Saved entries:
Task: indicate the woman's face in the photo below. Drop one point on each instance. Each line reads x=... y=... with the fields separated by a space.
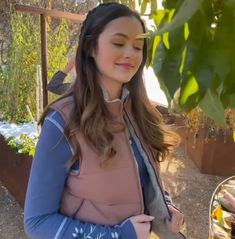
x=119 y=52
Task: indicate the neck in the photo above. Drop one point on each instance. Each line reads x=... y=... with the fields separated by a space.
x=111 y=92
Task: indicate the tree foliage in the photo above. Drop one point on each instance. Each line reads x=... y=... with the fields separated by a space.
x=195 y=54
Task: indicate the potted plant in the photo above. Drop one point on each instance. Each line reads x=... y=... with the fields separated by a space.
x=209 y=144
x=15 y=161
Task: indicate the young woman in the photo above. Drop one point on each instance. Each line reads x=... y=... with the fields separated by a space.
x=95 y=170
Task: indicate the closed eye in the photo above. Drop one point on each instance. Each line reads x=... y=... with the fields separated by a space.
x=138 y=48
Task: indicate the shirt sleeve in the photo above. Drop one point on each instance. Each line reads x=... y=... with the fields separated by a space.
x=56 y=84
x=46 y=184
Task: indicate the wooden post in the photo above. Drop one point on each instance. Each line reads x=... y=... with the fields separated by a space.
x=44 y=58
x=44 y=12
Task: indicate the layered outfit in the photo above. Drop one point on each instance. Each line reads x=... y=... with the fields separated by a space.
x=96 y=202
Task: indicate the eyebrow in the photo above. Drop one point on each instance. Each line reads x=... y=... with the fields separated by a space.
x=125 y=36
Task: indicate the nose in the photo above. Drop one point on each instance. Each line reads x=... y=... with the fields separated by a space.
x=129 y=51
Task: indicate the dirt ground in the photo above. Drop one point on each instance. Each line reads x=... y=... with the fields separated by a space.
x=190 y=190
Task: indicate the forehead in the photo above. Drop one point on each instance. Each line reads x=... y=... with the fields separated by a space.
x=129 y=26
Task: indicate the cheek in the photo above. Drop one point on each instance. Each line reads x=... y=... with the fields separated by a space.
x=139 y=59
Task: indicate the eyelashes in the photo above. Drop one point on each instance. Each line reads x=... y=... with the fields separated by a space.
x=122 y=44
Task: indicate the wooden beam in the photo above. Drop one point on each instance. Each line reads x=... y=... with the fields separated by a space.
x=50 y=12
x=44 y=12
x=44 y=58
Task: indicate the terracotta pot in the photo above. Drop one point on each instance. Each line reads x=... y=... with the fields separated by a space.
x=14 y=171
x=213 y=156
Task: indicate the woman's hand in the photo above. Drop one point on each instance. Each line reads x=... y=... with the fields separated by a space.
x=177 y=219
x=142 y=225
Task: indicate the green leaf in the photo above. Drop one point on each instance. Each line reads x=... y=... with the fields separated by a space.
x=230 y=3
x=186 y=11
x=153 y=6
x=189 y=88
x=212 y=106
x=143 y=6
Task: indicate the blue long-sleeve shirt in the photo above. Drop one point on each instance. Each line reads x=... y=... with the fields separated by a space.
x=46 y=184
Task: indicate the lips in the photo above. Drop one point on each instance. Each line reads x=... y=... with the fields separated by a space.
x=126 y=66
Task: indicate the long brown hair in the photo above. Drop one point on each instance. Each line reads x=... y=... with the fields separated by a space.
x=90 y=113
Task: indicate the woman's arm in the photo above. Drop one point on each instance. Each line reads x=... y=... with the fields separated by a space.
x=46 y=184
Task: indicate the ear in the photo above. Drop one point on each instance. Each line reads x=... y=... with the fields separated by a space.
x=93 y=53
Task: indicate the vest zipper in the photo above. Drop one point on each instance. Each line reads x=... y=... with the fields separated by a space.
x=163 y=195
x=157 y=178
x=137 y=175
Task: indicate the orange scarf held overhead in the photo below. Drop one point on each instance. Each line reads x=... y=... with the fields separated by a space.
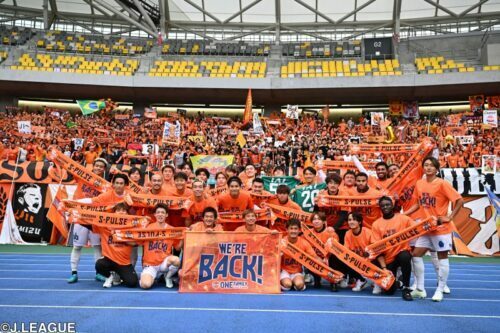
x=314 y=265
x=138 y=235
x=325 y=200
x=150 y=201
x=384 y=148
x=311 y=237
x=78 y=171
x=288 y=213
x=382 y=278
x=405 y=235
x=108 y=220
x=230 y=217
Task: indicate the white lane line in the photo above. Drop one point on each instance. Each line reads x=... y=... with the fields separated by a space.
x=249 y=310
x=283 y=294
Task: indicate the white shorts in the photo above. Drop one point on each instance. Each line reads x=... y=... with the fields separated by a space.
x=286 y=275
x=82 y=235
x=436 y=243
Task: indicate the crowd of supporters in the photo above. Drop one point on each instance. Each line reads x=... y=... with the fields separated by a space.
x=288 y=144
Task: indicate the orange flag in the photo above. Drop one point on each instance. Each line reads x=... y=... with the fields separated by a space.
x=247 y=115
x=57 y=217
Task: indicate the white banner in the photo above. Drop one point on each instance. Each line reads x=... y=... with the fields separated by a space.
x=490 y=117
x=465 y=139
x=24 y=126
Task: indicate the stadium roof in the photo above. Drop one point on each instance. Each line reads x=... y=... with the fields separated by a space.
x=257 y=19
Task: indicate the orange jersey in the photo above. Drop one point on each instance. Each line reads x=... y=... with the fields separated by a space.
x=370 y=214
x=200 y=226
x=383 y=228
x=176 y=217
x=195 y=210
x=226 y=203
x=280 y=224
x=258 y=228
x=155 y=251
x=434 y=198
x=289 y=264
x=357 y=243
x=118 y=252
x=333 y=214
x=108 y=198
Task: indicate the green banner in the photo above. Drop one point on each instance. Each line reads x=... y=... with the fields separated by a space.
x=304 y=196
x=272 y=183
x=214 y=163
x=90 y=106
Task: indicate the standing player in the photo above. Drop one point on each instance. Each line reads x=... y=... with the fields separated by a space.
x=157 y=255
x=434 y=196
x=291 y=270
x=399 y=256
x=116 y=255
x=81 y=234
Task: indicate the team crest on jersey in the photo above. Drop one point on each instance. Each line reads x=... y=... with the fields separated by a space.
x=231 y=267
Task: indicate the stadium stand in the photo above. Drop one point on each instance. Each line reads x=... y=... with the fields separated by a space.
x=439 y=65
x=336 y=68
x=15 y=35
x=218 y=69
x=62 y=41
x=77 y=64
x=323 y=50
x=214 y=48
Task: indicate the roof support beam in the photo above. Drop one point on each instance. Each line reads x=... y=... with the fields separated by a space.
x=203 y=11
x=145 y=15
x=125 y=17
x=444 y=9
x=303 y=32
x=317 y=12
x=471 y=8
x=277 y=9
x=346 y=16
x=361 y=33
x=192 y=31
x=244 y=9
x=247 y=33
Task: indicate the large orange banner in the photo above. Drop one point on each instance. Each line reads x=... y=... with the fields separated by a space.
x=236 y=262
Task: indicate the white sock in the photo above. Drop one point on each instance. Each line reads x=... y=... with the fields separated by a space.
x=97 y=252
x=134 y=255
x=435 y=262
x=171 y=271
x=444 y=271
x=418 y=264
x=76 y=253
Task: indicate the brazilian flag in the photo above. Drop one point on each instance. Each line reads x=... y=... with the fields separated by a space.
x=91 y=106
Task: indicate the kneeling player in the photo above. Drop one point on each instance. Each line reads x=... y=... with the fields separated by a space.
x=116 y=255
x=157 y=255
x=291 y=271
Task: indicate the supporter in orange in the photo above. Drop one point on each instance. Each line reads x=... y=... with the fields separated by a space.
x=209 y=222
x=434 y=196
x=356 y=240
x=168 y=176
x=282 y=199
x=370 y=214
x=258 y=194
x=116 y=256
x=397 y=257
x=157 y=256
x=348 y=186
x=177 y=217
x=199 y=201
x=251 y=223
x=236 y=201
x=291 y=271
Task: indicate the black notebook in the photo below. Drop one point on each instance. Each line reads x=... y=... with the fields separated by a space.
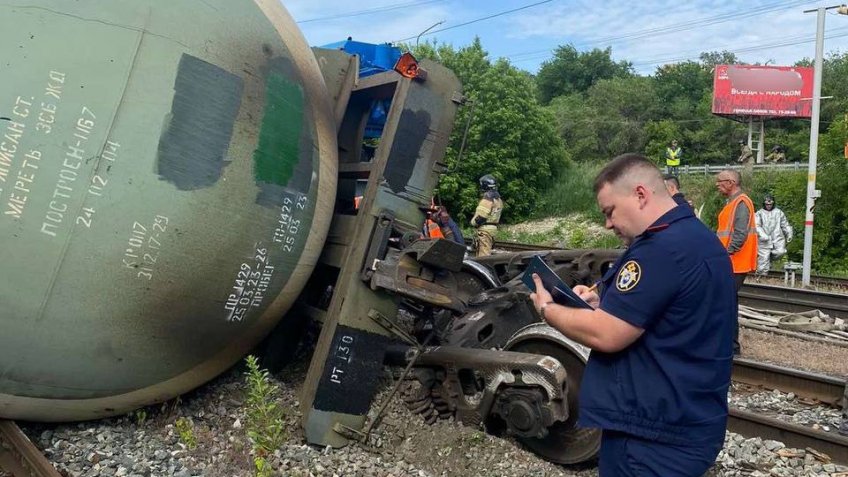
x=562 y=294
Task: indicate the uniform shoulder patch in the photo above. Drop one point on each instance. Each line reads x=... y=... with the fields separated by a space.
x=628 y=276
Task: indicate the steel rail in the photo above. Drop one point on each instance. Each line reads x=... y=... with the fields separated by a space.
x=793 y=299
x=816 y=279
x=826 y=389
x=756 y=425
x=820 y=387
x=19 y=456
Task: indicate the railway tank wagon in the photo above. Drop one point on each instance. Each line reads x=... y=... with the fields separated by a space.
x=167 y=177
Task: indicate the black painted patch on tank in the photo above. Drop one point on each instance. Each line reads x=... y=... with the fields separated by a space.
x=413 y=128
x=194 y=142
x=351 y=372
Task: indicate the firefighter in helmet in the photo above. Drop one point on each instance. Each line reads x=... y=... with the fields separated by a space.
x=773 y=233
x=488 y=215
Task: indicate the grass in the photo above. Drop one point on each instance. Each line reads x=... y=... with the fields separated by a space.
x=186 y=431
x=265 y=421
x=571 y=192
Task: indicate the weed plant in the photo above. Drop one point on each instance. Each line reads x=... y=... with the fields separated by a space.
x=265 y=418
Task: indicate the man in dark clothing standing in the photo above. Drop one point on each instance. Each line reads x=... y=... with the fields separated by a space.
x=672 y=184
x=661 y=332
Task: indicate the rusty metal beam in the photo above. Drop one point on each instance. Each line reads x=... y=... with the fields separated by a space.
x=19 y=456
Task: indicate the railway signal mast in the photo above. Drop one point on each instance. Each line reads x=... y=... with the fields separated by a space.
x=812 y=193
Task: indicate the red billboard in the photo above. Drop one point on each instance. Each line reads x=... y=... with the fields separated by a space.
x=779 y=91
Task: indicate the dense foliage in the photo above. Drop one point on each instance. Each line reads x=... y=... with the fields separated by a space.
x=510 y=135
x=544 y=136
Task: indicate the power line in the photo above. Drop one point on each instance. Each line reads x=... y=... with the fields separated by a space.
x=769 y=43
x=678 y=27
x=371 y=11
x=741 y=50
x=478 y=20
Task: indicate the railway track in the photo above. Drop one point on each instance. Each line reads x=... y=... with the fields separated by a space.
x=826 y=389
x=762 y=296
x=19 y=457
x=772 y=297
x=834 y=282
x=823 y=388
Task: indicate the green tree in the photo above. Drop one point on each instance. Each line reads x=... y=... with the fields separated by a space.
x=511 y=136
x=712 y=58
x=681 y=86
x=572 y=71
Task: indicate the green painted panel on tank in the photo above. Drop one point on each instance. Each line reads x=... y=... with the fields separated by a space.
x=121 y=269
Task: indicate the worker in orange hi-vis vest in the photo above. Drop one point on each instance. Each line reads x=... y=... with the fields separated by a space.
x=737 y=231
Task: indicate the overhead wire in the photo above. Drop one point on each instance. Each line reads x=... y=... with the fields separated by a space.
x=505 y=12
x=781 y=44
x=658 y=31
x=371 y=11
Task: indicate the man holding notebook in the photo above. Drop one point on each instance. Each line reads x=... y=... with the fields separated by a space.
x=661 y=331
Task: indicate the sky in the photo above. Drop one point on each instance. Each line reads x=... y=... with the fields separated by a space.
x=647 y=33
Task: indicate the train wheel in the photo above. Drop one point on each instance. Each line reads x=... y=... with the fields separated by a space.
x=565 y=443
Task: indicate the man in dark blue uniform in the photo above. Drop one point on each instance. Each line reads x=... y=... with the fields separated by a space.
x=661 y=332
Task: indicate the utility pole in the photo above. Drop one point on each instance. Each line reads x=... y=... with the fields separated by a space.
x=812 y=192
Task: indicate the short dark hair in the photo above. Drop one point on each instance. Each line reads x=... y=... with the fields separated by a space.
x=619 y=167
x=673 y=179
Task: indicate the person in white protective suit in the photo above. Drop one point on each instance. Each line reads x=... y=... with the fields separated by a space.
x=773 y=233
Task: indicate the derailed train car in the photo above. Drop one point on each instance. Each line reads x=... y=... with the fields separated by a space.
x=167 y=178
x=175 y=177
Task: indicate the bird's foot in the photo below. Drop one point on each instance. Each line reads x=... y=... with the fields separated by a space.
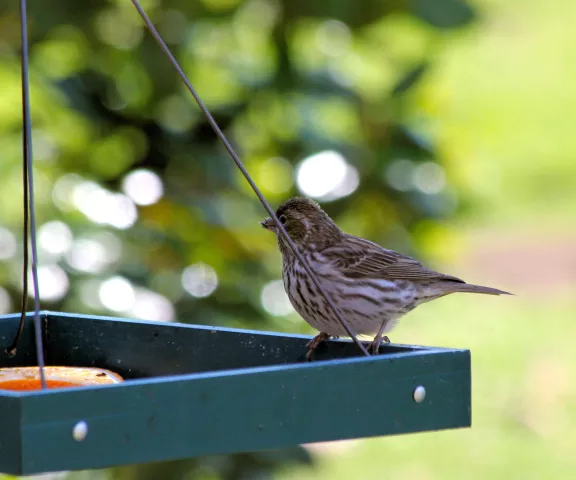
x=314 y=343
x=374 y=345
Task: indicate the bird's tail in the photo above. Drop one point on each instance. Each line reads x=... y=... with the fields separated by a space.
x=468 y=288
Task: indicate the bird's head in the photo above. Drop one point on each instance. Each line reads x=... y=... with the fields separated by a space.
x=305 y=222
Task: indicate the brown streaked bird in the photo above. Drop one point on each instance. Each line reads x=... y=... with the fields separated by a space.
x=372 y=286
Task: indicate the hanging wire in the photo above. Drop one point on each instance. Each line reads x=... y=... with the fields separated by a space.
x=240 y=165
x=29 y=210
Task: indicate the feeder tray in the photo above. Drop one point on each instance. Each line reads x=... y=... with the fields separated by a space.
x=196 y=390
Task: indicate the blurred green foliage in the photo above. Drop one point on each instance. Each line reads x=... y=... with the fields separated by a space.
x=284 y=80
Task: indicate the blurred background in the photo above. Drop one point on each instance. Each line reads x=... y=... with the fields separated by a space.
x=443 y=129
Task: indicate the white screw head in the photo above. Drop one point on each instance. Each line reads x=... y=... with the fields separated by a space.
x=419 y=394
x=80 y=431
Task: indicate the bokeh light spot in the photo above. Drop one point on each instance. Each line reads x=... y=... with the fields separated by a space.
x=199 y=280
x=274 y=299
x=117 y=294
x=55 y=238
x=150 y=305
x=143 y=187
x=429 y=178
x=326 y=176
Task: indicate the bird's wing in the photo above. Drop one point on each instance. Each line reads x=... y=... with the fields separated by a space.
x=356 y=257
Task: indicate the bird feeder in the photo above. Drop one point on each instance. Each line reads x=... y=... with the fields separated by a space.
x=194 y=390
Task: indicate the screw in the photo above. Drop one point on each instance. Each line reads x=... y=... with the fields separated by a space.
x=80 y=431
x=419 y=394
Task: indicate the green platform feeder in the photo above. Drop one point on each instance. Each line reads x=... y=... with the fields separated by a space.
x=195 y=390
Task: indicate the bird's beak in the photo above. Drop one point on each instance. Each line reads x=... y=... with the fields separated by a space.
x=268 y=224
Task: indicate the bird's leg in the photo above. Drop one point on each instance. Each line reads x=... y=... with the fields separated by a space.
x=313 y=344
x=374 y=347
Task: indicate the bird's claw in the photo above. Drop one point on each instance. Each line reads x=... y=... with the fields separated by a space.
x=313 y=344
x=374 y=345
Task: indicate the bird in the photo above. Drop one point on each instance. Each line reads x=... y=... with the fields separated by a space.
x=371 y=286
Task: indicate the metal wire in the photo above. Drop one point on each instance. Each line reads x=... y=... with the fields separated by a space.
x=247 y=176
x=29 y=211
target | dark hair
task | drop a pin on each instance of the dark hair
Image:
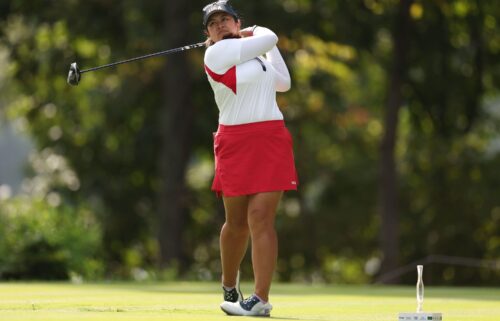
(218, 6)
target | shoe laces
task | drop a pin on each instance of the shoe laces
(231, 295)
(249, 302)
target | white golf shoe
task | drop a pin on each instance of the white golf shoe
(251, 306)
(233, 295)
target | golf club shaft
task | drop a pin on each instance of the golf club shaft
(196, 45)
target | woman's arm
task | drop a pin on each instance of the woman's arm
(283, 81)
(227, 53)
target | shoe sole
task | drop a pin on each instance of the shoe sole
(245, 315)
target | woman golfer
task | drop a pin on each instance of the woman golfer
(254, 160)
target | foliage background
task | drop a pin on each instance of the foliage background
(110, 186)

Task prompt: Please say only the number of lines in the data that hold "target".

Exercise output: 8